Having designed such a language, we now have the possibility of programming and organizing highly intelligent distributed systems as a whole, rather than assembling them from self-contained intelligent elements, which may be lost indiscriminately, say, on a battlefield, putting at risk the whole system. The needed system intelligence may always be kept in the mission scenario regardless of the run time composition of a system executing this scenario, thus enabling us to fulfill the mission objectives under any circumstances.

1.1.4 Directly Operating in Physical World

We also need models that can describe much broader activities than traditional information processing, enabling us to operate in real worlds directly, with physical movement and physical matter and object transference and manipulation.

Let us consider some examples of doing jobs in a physical world that may hint at how world-processing models and languages can be organized. For instance, if we want to perform a job, we first find a proper place, say, by a landmark or deviation from the current place (a hill at the right, 600 meters northwest, etc.), then move there with operations (machinery or equipment), and data, which may comprise both information and physical matter (a written plan of the job and, say, sand, bricks, water, ammunition, etc.).

Having performed the job (building a house, firing ammunition) using the data brought and/or existing there (say, left by other works), we may leave new data and the changes in the environment (the house built), pick up other data (unused materials), and move to other points, together with other operations (fresh or released equipment), to do another job (building a new house or a bridge), and so on. We may also need to bring results back to some point to be analyzed and processed (sand or water collected remotely, weapons or information seized in a reconnaissance operation, soil samples returned by a rover to a lander) to do other jobs or move further in case of success or failure.

» **Exercise task a**
List every line in the entries below that contains the string "rainbow", matching case exactly.

» **Entries shown**
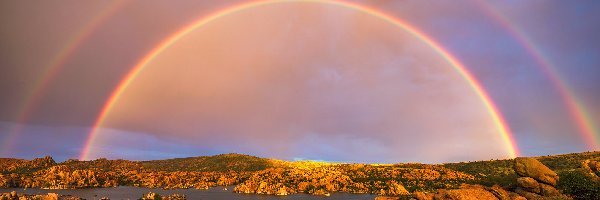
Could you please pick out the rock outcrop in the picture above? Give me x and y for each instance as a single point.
(536, 181)
(592, 167)
(531, 167)
(50, 196)
(467, 191)
(154, 196)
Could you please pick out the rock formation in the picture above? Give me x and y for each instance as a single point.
(467, 191)
(531, 167)
(592, 167)
(154, 196)
(536, 181)
(50, 196)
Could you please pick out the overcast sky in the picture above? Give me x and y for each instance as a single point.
(296, 80)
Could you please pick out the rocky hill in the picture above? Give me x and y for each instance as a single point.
(575, 175)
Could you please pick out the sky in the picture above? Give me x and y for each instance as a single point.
(298, 80)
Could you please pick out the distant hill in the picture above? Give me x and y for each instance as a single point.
(253, 174)
(217, 163)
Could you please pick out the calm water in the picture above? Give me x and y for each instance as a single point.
(125, 192)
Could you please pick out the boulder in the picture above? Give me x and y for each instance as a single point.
(530, 167)
(423, 196)
(499, 192)
(466, 192)
(529, 184)
(549, 191)
(528, 195)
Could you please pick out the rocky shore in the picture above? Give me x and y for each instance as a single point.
(570, 176)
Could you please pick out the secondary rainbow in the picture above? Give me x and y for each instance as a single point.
(32, 99)
(459, 67)
(575, 107)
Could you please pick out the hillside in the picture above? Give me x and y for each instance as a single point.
(268, 176)
(217, 163)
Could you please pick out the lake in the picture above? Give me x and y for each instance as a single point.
(127, 192)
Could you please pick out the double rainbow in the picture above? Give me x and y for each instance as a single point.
(503, 129)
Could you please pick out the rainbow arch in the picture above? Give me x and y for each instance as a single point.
(508, 140)
(55, 65)
(575, 107)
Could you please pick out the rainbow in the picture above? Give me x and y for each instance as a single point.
(32, 99)
(509, 142)
(574, 106)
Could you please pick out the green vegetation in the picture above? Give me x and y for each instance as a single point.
(267, 176)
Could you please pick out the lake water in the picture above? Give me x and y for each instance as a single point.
(126, 192)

» **Exercise task b**
Answer these questions about the text on distributed systems and the physical world, using the facts it states:
(i) Where might self-contained intelligent elements be lost indiscriminately?
(ii) Which physical matter is listed after "a written plan of the job"?
(iii) What does a rover return to a lander?

» **Answer a**
Could you please pick out the secondary rainbow in the picture above? Give me x and y for each instance as a single point.
Could you please pick out the double rainbow in the picture above? Give me x and y for each instance as a single point.
Could you please pick out the rainbow arch in the picture above? Give me x and y for each instance as a single point.
Could you please pick out the rainbow in the picture above? Give me x and y for each instance as a single point.

» **Answer b**
(i) On a battlefield.
(ii) Sand, bricks, water and ammunition.
(iii) Soil samples.